WHAT YOU HAVE TO DO:
Key in the whole listing below again, keeping every word as it is.

SUPPLIED INFORMATION:
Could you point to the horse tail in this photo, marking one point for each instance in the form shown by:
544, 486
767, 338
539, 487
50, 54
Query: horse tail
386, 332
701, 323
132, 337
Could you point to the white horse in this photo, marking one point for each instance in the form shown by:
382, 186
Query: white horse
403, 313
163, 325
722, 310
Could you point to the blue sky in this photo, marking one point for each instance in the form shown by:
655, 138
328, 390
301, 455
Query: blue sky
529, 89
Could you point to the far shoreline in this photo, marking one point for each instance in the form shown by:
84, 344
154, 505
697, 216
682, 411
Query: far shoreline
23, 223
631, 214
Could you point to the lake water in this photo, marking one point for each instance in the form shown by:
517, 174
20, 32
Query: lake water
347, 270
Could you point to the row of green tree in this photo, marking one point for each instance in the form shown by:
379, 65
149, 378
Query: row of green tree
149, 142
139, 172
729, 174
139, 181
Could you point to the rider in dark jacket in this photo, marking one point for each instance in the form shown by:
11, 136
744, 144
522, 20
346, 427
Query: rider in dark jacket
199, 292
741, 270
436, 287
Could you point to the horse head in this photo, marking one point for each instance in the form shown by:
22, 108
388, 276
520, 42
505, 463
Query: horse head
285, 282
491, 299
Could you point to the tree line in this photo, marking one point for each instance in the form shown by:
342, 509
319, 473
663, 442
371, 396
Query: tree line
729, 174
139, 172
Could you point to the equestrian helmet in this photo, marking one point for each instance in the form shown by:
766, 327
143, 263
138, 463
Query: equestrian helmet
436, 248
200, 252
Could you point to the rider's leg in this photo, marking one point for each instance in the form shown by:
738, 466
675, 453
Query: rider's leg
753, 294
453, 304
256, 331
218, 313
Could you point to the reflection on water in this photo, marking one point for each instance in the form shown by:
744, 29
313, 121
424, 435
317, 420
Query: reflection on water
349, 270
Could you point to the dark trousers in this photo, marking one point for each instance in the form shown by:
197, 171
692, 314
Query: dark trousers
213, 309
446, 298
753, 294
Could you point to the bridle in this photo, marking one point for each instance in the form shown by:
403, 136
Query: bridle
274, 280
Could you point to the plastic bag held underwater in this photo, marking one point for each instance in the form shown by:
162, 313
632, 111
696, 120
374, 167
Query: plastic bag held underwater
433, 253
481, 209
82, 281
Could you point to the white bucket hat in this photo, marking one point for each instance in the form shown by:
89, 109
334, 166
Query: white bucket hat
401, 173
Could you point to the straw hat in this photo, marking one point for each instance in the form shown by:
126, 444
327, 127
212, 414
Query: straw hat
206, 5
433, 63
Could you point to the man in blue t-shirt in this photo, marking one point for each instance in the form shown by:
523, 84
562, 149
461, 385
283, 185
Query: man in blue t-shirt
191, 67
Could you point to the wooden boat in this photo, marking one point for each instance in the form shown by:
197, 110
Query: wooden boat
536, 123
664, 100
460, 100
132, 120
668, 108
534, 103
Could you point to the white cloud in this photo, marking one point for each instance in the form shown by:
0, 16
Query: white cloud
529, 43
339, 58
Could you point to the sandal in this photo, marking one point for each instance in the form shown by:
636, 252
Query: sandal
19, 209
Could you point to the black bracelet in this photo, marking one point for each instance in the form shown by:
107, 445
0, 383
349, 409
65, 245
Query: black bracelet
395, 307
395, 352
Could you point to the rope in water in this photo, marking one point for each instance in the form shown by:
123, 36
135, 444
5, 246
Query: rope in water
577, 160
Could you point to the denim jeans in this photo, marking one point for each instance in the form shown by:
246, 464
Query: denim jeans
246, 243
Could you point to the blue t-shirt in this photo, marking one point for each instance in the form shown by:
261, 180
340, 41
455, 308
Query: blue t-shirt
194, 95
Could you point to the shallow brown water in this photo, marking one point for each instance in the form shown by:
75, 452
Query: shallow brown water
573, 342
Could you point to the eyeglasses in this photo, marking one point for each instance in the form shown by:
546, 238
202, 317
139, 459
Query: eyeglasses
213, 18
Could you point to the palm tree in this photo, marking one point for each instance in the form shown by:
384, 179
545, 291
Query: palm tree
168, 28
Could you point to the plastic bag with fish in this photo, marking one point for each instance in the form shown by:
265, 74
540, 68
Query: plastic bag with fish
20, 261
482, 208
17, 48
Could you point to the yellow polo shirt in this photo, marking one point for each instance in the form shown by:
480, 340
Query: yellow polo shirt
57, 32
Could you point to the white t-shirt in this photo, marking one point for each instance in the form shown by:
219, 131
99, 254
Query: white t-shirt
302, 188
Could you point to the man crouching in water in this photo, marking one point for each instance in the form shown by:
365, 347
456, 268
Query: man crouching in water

ANSWER AREA:
Could you point to the horse tail in this photo, marking one point for each instance in the form shown by:
544, 486
767, 338
539, 487
50, 54
Query: horse tail
386, 332
701, 323
132, 337
Could you point to the white horse in this photo, marking one point for each instance in the form shown by:
382, 186
Query: white horse
403, 313
163, 325
722, 310
Could you point to the blue sky in this photo, marking one point for each instance in the form shown by:
655, 138
328, 390
301, 455
Query: blue sky
529, 89
Could you point to the far shoreline in this photo, marking one point for each instance in the form shown by:
84, 344
154, 505
697, 216
682, 411
Query: far shoreline
23, 223
631, 214
Could you point to the lake water in this photo, marking one point for each instance in the form shown by:
517, 174
20, 32
Query: lake water
347, 270
Could you point to the row of green tree in this photo, marking one point for each instance in the form shown by:
379, 65
149, 378
Query: row of green tree
149, 142
139, 172
729, 174
139, 181
Could you point to the rider in dark jacket in this photo, marking one point for each instance in the form shown by:
11, 136
744, 144
522, 20
346, 427
Query: rider in dark jacket
199, 292
741, 270
436, 287
Could you point to the horse head in this photo, marking one point for each instance in the form shown by:
22, 108
388, 276
520, 42
505, 463
Query: horse head
285, 282
491, 299
Could you point to the tree line in this photo, marking one point for each instance in the form shown by:
342, 509
319, 473
663, 442
371, 396
Query: tree line
729, 174
139, 172
Could you point to the equestrian helmet in this photo, marking one point for each instance in the form shown by:
766, 327
143, 263
138, 463
Query: equestrian helmet
436, 248
200, 252
Could you point to the rider's leg in this photo, marking one point for each instance in the form shown by:
738, 466
675, 453
Query: rider's leg
753, 294
453, 304
256, 331
218, 313
Could you point to the reflection on water in this photo, marking one point for each instance in the form shown by:
744, 29
313, 121
424, 435
317, 420
Query: reflection on water
349, 270
Could you point to the dark trousers in this photo, marking one point for each instance in the form shown by:
197, 171
692, 314
Query: dark trousers
213, 309
446, 298
753, 294
Could you point to the bridle in this photo, marking one point for each instance in the form shown by:
403, 136
Query: bridle
274, 280
Could you point to the plastic bag held underwater in this photo, marking one point for each instance in the form shown by:
162, 313
632, 111
696, 120
374, 167
Query: plastic bag held underwater
433, 253
481, 209
82, 281
Could you point to the white bucket hat in this photo, marking one point for each instance in the form shown by:
89, 109
334, 166
Query: white bucket hat
401, 173
Could you point to the straw hat in this photo, marking one point for each instance in the form shown by:
126, 444
327, 127
212, 414
Query: straw hat
206, 5
433, 63
Could you point to the man in blue t-shirt in this photo, marking one point for each instance in the form shown by:
523, 84
562, 149
461, 385
283, 185
Query: man in blue t-shirt
191, 67
Could you point to the wooden boat in this photo, marking one point for each instance in the form shown by:
197, 110
Query: wooden boat
536, 123
664, 100
460, 100
132, 120
668, 108
534, 103
Could you point to the white cloud in this photo, marking one point for each instance in the form shown by:
0, 16
Query: white cloud
529, 43
339, 58
Could you point to the sandal in this photo, marking one point for each instance in the form shown by:
636, 252
Query: sandal
19, 209
Could you point to the black bracelet in this photo, marking one point for each instance in the form shown by:
107, 445
0, 383
349, 409
65, 245
Query: black bracelet
395, 307
395, 352
Could you point to the rope in water in this photo, marking one point for each instance in the form shown by:
123, 36
135, 444
5, 246
Query: rope in water
577, 160
Could you point to the denim jeans in this photo, marking one point for each instance in the form shown by:
246, 464
Query: denim jeans
246, 243
Could you point to the blue t-shirt in this photo, marking one point for each instance in the form shown by:
261, 180
340, 41
455, 308
Query: blue t-shirt
194, 95
Could you point to the shallow brown water in this photo, marking one point for each instance in the form shown by:
75, 452
Query: shallow brown water
573, 342
Could you point to the eyeglasses in this photo, marking one point for each instance in the form shown by:
546, 238
202, 317
139, 459
Query: eyeglasses
213, 18
Could you point to the palm tree in this photo, marking one point for each instance in the form shown by:
384, 179
545, 291
Query: palm tree
168, 28
Could you point to the plastic bag with fish in this photo, marking one point for each instance in the form shown by:
265, 74
540, 68
Query: plastic bag with fish
20, 261
482, 208
17, 48
Could you point to the yellow polo shirt in this photo, marking one point for each instance in the form shown by:
480, 340
Query: yellow polo shirt
57, 32
Could you point to the white t-shirt in this photo, marking one point for each instance in the form shown by:
219, 131
99, 254
Query: white t-shirt
302, 188
Could you point to the man crouching in water in this photo, marking one point for each instance in the form shown by:
365, 347
456, 268
Query: man crouching in water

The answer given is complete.